__Given data__:
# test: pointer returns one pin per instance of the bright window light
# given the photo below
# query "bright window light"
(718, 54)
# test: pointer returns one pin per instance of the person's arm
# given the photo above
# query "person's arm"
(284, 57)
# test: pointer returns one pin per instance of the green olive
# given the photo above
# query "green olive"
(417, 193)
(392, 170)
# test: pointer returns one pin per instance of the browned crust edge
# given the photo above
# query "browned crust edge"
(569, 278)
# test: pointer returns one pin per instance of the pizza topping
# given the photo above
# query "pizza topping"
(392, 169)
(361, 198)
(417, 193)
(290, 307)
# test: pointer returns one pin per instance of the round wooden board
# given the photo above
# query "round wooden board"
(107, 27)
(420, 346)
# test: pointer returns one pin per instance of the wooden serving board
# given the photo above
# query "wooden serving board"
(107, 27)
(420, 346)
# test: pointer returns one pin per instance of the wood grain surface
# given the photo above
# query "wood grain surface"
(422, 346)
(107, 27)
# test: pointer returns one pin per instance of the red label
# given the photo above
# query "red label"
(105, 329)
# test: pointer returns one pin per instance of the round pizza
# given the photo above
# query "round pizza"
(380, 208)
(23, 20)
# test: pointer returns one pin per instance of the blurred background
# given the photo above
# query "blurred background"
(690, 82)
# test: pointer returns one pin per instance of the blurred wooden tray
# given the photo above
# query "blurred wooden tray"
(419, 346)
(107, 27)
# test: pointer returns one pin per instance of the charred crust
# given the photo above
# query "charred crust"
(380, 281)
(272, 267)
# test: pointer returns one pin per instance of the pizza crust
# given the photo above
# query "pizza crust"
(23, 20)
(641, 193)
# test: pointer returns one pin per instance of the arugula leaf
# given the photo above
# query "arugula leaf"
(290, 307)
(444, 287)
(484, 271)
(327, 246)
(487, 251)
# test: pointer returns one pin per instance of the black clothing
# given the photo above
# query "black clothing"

__Brief__:
Quote exactly the line containing "# test: pointer returns one pin per instance of the red" and every later line through the end of the listing, and no other lines.

__Answer to the problem__:
# test: pointer returns one pin per instance of the red label
# given the photo above
# query "red label"
(105, 329)
# test: pointer returns one pin per instance of the round pizza
# given the photo above
# query "round pizza"
(380, 208)
(23, 20)
# test: pointer returns one pin per instance of the blurred background
# given the photo above
# query "blurred background"
(690, 82)
# test: pointer returns one pin per instance of the blurred wooden tray
# given the photo above
# query "blurred wooden tray"
(419, 346)
(107, 27)
# test: pointer returns one pin per instance of the charred crust
# given the photo above
# query "charred crust"
(380, 281)
(272, 267)
# test: pointer returns one pin per instance of the pizza crust
# given the photo above
# query "pizza crust"
(23, 20)
(641, 193)
# test: pointer returns one pin per instance of the arugula leaf
# given the photo above
# query "arugula leaf"
(290, 307)
(444, 287)
(484, 271)
(327, 246)
(487, 251)
# test: pointer returns one pin per instance of the black clothing
# given the photo above
# query "black clothing"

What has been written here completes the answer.